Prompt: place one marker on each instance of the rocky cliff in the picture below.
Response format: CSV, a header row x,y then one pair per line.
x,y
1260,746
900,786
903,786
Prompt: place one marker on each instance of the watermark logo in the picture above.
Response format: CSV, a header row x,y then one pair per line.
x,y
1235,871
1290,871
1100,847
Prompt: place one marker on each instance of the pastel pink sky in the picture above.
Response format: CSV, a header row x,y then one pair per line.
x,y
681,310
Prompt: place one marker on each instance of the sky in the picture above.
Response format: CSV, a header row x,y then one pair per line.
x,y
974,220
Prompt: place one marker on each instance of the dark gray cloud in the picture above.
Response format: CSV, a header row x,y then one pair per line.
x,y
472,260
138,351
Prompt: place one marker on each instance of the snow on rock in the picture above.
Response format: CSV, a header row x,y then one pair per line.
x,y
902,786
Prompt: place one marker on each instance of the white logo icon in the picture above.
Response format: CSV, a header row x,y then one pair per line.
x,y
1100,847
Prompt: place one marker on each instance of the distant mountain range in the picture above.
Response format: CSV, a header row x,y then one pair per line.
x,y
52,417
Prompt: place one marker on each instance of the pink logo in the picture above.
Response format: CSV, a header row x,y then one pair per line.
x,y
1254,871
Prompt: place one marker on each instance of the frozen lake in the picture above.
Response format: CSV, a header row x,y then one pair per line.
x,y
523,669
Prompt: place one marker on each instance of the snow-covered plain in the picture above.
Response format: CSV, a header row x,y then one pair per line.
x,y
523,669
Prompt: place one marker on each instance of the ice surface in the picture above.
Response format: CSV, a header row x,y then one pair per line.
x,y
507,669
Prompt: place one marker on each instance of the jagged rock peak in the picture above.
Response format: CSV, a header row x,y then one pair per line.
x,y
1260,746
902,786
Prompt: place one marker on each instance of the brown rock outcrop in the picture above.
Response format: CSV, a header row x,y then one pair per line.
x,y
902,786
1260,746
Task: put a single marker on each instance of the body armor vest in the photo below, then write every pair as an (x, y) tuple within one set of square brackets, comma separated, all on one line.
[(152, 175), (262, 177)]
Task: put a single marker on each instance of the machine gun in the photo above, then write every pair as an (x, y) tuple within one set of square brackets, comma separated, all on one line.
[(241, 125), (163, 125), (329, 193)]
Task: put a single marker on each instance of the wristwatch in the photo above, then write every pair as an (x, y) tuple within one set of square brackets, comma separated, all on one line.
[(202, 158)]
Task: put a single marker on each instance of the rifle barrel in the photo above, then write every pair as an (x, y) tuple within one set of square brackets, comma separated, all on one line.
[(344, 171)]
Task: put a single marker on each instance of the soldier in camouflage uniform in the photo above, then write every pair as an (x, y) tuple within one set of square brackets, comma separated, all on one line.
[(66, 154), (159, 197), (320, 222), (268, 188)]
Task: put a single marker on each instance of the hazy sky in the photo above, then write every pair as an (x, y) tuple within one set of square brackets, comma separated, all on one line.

=======

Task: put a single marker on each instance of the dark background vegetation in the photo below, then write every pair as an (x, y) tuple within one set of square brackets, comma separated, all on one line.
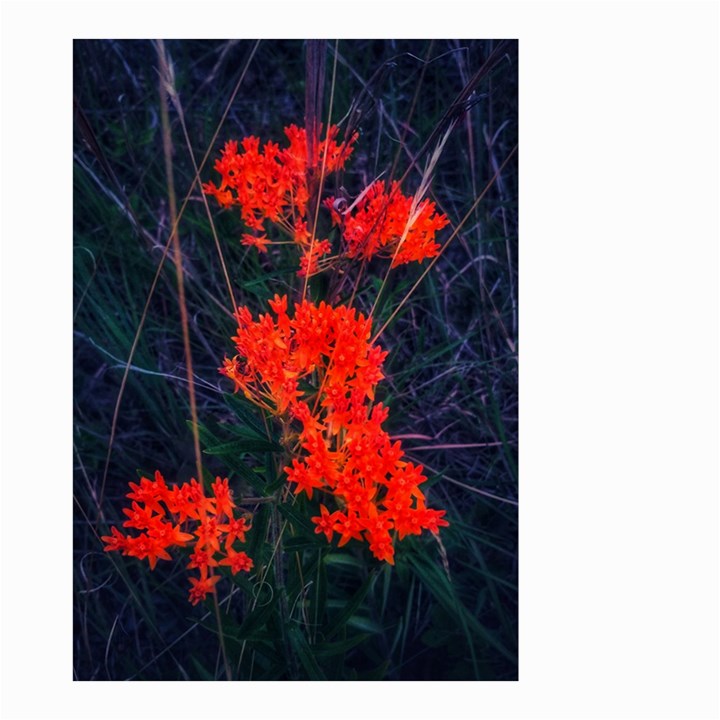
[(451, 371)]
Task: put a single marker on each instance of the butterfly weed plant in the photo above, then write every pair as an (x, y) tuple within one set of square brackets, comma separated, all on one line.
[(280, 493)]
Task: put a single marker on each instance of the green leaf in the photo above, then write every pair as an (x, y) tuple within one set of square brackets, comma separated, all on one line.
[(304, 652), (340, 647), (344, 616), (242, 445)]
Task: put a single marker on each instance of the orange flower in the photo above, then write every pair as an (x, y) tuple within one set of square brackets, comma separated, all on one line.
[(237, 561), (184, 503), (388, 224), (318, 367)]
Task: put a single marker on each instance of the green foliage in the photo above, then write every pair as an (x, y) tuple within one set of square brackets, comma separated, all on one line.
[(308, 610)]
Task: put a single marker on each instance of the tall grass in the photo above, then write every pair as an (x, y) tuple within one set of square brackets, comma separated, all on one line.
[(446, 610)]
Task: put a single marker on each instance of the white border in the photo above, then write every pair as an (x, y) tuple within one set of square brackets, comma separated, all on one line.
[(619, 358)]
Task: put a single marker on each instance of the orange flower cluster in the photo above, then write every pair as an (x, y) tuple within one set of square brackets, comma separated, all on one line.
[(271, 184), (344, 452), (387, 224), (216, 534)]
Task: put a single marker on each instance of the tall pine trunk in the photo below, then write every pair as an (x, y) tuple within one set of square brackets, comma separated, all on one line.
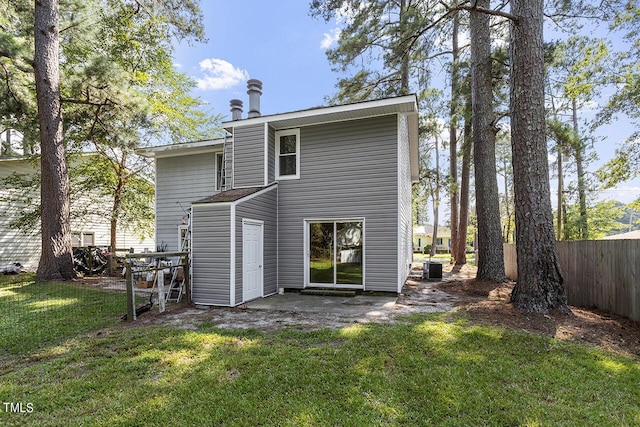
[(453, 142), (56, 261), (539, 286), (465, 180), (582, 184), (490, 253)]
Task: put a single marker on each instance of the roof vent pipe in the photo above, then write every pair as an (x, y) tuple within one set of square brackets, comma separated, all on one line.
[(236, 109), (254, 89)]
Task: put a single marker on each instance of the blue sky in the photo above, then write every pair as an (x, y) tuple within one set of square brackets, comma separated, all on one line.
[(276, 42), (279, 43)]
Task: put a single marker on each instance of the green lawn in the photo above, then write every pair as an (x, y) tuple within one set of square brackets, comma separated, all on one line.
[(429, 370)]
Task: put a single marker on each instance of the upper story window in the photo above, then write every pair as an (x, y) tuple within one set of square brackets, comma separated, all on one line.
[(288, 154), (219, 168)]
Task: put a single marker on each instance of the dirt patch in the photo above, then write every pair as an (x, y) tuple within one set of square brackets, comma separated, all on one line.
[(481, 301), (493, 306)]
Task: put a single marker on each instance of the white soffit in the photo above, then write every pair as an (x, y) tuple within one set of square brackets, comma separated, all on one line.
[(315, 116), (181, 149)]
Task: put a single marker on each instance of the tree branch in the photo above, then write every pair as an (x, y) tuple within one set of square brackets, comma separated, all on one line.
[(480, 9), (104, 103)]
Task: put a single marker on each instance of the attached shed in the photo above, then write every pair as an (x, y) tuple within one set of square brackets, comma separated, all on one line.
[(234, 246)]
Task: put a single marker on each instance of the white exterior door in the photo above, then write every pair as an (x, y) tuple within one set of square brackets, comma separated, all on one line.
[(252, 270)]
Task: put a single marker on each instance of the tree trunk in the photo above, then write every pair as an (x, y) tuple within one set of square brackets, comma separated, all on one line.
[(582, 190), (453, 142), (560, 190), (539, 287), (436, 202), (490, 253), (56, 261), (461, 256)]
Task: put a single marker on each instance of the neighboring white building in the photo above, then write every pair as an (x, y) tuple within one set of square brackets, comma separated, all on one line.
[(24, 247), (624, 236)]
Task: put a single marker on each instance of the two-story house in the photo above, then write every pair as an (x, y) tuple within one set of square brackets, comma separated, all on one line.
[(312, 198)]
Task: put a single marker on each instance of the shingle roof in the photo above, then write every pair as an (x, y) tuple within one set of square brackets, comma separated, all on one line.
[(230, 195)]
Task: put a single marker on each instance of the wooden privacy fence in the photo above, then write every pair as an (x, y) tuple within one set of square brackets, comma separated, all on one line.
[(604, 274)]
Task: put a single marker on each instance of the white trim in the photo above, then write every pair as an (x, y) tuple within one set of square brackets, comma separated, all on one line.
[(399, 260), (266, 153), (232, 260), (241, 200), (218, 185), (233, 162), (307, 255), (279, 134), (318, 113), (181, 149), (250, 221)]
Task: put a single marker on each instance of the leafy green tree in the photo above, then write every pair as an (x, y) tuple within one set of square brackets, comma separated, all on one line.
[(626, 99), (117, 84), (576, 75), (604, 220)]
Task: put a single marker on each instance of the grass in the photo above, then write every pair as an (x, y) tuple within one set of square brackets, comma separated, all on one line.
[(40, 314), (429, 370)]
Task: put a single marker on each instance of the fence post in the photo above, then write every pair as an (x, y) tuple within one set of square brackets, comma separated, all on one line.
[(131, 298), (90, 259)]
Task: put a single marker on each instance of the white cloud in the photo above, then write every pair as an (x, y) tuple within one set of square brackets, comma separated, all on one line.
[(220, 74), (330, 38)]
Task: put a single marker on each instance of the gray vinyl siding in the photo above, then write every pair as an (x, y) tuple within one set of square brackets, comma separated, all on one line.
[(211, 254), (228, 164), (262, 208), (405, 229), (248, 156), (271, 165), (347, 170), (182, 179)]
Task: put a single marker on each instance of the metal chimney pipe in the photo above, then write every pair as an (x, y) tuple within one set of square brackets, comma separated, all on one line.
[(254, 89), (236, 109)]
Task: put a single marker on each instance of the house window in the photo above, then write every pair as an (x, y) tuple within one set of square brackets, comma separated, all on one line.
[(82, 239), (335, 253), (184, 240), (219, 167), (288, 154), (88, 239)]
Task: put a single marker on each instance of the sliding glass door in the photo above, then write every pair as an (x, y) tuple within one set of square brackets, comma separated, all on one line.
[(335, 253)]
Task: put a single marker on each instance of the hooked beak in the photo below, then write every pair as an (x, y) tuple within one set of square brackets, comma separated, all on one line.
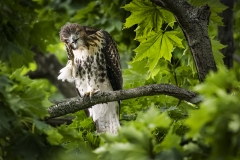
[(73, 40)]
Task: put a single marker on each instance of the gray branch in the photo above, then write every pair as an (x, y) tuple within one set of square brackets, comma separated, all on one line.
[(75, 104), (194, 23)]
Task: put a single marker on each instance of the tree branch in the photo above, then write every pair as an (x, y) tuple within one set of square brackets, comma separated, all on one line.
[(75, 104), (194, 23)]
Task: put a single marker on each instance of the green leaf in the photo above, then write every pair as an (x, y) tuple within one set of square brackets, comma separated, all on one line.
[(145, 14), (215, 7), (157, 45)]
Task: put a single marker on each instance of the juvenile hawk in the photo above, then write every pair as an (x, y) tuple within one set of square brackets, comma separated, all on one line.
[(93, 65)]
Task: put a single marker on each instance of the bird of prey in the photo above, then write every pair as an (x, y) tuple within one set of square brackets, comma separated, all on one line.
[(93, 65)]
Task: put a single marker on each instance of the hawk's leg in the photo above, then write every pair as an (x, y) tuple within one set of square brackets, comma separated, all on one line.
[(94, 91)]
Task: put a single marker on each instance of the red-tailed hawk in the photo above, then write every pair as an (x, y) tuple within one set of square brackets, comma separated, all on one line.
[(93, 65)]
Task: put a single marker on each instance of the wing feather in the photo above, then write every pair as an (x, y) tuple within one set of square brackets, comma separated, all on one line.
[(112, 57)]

=======

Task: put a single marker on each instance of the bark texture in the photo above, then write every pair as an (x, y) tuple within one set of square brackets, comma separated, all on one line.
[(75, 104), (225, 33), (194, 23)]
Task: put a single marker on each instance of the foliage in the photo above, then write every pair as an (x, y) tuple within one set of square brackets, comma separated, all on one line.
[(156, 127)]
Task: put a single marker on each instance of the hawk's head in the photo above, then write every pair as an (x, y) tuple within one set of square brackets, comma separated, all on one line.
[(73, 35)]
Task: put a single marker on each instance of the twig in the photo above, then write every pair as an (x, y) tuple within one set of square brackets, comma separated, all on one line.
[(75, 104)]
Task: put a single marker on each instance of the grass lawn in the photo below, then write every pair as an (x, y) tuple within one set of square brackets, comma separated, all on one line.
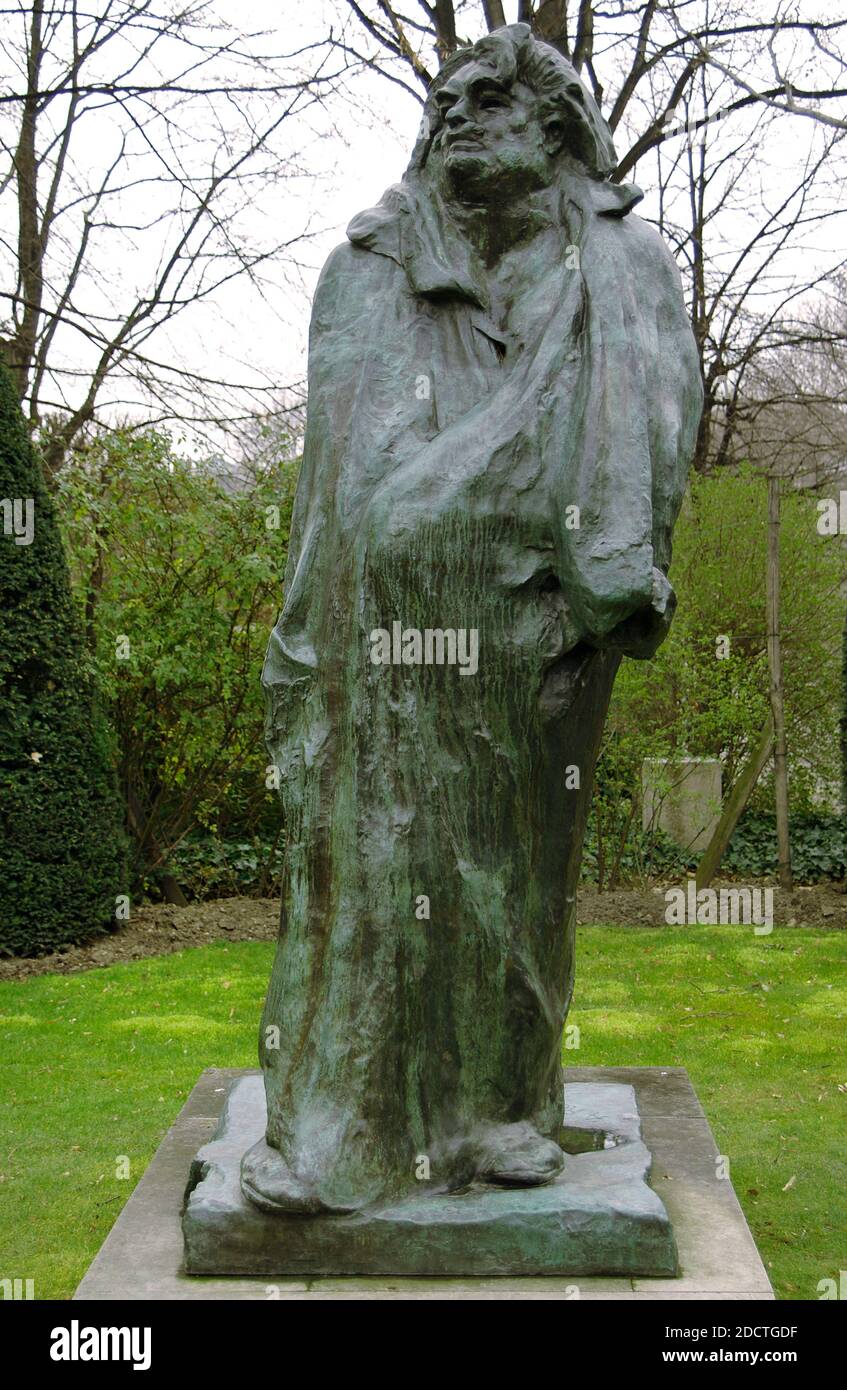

=======

Swap "marker" for "dot" in the part of the records that opens with the line containing "Prompt: place one marker on each instance of the jagged" and closes with the line containing "[(66, 154), (159, 197), (320, 222), (268, 188)]". Leave everything else in those lines as it is, and give back only those lines.

Prompt: place one dot on each instance of the jagged rock peak in the picture above.
Response format: CSV, a header row x,y then one pair per line.
x,y
1260,746
902,786
Prompt: place one dot on each instance of the brown rock outcrop in the picture above.
Response format: CSV, a header row x,y then one pair per line.
x,y
902,786
1260,746
Task: put a single dot on each instance of the body armor vest in the photo below, then write every pair as an (x, y) tuple within one set of square brackets, comma separated, all on one line.
[(152, 175), (262, 177)]
Task: put a single dot on each instance of the machine gun in the photo above, then write every pair as an (x, y) tuple within one set of square brackets, comma separated, all on one line.
[(241, 125), (163, 125), (329, 193)]
Task: put a single dot on each instance of the wristwatch in the photo above, then write every pair as an (x, y) tuple within one set of square brackets, comma separated, all on one line.
[(202, 158)]
Task: put a single dot on each instance of the rifle barrel in the photo above, then write every pair as an (x, y) tuple within one set of square brackets, comma separated, all on one line.
[(344, 171)]
Task: put a single dot on each instance of the soldier in camouflage uniform in the photo above, then write every pair as an (x, y) tuple within one set of square brackets, comma separated, all on one line.
[(66, 154), (159, 197), (320, 222), (268, 188)]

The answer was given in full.